**原文**
"""

Power to Save the World: The Truth About Nuclear Energy朝日新聞は「原発と原爆は同じだ」という非科学的なキャンペーンを執拗に続けている。人々の恐怖に迎合して新聞を売る彼らのやり方は、戦時中の報道と同じように歴史の裁きを受けるだろう。本書は、そういう偏見から出発して原子力について調べた作家の旅の記録であり、スチュワート・ブランドも推奨するように、この問題への入門書としても最適だ。

著者は――芸術家によくあるように――かつては原子力に反対だったが、友人の科学者との会話の中で「石炭火力のほうが原子力より危険だ」という話を聞いて、多くの科学者へのインタビューを始める。そこで彼女が発見したのは、次のような事実だった:
  • 広島・長崎の被爆者は大量の放射線を浴びたと思われているが、生存者はそれほど大量に被曝していない。致死量の放射線を浴びた人は爆発によって死亡したので、被爆者の40%以上は今も生存しており、彼らの発癌率は6%増えただけだ。

"""

**指示**
#1 原文の「著者は――芸術家によくあるよ」から「の発癌率は6%増えただけだ。」までをすべて、「科学者」を「研究者」に差し替えて書き写せ。
#2 原文について次の問いに答えよ。
(a) 本書を推奨している人物は誰か。
(b) 著者が多くの科学者へのインタビューを始めるきっかけとなった、友人の科学者の話は何か。
(c) 広島・長崎の被爆者のうち、今も生存しているのはどれだけか。
これらの項目は原文と無関係だ。

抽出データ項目

"""

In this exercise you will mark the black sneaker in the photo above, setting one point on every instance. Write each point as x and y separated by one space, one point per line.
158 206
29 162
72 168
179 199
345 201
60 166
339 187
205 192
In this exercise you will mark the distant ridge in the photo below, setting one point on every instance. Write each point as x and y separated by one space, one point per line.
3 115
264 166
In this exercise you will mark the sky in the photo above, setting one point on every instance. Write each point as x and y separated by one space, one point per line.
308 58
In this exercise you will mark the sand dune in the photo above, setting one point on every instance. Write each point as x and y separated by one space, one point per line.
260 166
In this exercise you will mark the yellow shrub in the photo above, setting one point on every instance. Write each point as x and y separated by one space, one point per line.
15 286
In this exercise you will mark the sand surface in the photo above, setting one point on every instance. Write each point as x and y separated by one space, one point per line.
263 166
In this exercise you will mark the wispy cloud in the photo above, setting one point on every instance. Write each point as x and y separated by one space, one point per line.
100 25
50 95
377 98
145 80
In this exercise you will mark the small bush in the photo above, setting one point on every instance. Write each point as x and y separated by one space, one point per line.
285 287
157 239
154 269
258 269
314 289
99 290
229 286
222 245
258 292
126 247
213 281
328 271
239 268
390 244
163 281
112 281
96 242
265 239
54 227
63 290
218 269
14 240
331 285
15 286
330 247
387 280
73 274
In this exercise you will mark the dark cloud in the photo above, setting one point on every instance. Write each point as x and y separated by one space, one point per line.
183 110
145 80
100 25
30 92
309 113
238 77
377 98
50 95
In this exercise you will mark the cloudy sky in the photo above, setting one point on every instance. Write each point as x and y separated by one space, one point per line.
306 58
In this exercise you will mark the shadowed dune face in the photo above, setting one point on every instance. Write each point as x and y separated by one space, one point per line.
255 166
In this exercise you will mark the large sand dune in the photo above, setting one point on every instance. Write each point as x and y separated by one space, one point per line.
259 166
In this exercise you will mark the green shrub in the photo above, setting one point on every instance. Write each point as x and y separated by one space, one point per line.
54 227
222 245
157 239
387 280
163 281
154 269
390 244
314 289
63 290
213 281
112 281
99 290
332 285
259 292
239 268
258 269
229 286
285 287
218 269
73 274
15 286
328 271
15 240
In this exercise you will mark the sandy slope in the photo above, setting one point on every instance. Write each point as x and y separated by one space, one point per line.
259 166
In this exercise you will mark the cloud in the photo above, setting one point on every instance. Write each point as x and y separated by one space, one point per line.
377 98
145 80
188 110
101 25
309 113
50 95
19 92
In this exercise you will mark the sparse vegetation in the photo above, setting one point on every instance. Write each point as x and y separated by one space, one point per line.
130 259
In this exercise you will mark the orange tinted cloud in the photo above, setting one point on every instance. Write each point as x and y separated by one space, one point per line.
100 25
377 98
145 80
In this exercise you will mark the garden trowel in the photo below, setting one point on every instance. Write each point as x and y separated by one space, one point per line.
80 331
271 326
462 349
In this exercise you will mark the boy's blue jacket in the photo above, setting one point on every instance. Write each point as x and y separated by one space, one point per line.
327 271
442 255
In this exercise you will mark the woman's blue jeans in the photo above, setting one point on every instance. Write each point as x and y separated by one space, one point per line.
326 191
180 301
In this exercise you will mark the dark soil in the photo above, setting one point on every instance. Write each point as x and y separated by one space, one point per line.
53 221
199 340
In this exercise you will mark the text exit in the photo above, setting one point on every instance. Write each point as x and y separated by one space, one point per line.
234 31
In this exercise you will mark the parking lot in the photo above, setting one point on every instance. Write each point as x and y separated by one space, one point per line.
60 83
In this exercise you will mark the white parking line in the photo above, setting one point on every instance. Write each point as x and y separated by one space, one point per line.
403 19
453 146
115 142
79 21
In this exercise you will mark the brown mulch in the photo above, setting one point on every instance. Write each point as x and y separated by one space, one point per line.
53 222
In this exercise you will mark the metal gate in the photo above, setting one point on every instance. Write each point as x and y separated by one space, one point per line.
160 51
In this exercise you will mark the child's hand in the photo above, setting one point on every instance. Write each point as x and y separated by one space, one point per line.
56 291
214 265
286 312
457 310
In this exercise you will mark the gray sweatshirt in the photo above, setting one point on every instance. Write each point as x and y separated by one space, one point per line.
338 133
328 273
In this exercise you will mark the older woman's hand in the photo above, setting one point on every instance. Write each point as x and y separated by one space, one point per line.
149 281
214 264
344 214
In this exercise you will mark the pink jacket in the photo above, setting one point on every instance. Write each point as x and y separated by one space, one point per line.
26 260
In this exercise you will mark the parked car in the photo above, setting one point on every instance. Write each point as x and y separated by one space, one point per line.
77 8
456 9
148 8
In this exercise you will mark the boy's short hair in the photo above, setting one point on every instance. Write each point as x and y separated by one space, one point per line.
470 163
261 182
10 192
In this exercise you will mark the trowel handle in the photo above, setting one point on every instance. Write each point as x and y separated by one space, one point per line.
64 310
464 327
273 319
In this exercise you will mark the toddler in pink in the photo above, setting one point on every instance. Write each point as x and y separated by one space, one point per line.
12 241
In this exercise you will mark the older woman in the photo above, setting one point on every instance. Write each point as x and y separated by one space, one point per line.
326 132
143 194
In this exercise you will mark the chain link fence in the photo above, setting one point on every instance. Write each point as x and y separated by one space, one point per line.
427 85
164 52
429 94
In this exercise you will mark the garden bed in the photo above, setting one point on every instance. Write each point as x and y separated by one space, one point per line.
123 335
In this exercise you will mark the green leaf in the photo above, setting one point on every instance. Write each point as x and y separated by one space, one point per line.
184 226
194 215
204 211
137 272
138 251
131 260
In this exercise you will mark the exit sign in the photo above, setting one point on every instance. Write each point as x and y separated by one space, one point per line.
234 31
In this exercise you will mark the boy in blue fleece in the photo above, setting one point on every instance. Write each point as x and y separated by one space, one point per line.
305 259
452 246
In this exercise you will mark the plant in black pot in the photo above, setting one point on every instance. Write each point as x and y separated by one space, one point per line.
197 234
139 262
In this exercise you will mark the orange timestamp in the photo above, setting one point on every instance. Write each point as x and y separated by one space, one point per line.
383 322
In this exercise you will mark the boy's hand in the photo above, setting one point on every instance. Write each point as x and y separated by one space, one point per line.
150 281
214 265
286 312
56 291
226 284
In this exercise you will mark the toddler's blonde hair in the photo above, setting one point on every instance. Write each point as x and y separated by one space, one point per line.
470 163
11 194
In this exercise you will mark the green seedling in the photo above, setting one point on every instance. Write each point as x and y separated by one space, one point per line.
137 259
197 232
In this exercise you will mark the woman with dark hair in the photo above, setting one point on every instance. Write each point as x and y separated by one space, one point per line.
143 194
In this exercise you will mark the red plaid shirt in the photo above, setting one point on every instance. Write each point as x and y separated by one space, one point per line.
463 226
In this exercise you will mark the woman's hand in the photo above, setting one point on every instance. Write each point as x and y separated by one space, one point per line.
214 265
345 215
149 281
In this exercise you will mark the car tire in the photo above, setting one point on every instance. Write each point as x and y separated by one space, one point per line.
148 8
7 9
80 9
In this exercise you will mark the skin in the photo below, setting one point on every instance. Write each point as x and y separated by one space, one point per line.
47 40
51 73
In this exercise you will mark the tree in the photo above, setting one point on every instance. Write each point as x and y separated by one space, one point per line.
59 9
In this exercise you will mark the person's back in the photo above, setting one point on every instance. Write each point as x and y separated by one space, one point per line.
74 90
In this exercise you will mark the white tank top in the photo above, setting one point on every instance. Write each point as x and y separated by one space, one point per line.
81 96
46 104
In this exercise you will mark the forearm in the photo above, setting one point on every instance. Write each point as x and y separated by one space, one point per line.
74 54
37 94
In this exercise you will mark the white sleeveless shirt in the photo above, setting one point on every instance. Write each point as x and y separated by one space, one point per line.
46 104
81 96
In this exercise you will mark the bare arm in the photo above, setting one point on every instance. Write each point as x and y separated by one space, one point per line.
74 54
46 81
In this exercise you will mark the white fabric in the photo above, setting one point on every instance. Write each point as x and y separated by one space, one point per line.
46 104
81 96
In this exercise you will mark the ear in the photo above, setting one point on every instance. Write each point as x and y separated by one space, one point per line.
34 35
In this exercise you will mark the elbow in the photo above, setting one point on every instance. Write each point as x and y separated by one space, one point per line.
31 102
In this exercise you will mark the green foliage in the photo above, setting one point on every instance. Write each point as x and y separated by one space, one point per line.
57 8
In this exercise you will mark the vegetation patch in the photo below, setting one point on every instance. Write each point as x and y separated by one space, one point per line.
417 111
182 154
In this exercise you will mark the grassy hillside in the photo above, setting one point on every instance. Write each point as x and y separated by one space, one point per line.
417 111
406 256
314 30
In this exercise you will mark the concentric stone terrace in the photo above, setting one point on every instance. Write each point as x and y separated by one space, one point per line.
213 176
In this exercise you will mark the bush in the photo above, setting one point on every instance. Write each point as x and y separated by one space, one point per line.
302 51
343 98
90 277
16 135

"""

**解答**
#1
著者は――芸術家によくあるように――かつては原子力に反対だったが、友人の研究者との会話の中で「石炭火力のほうが原子力より危険だ」という話を聞いて、多くの研究者へのインタビューを始める。そこで彼女が発見したのは、次のような事実だった:
  • 広島・長崎の被爆者は大量の放射線を浴びたと思われているが、生存者はそれほど大量に被曝していない。致死量の放射線を浴びた人は爆発によって死亡したので、被爆者の40%以上は今も生存しており、彼らの発癌率は6%増えただけだ。

#2
(a) スチュワート・ブランド
(b) 「石炭火力のほうが原子力より危険だ」という話
(c) 40%以上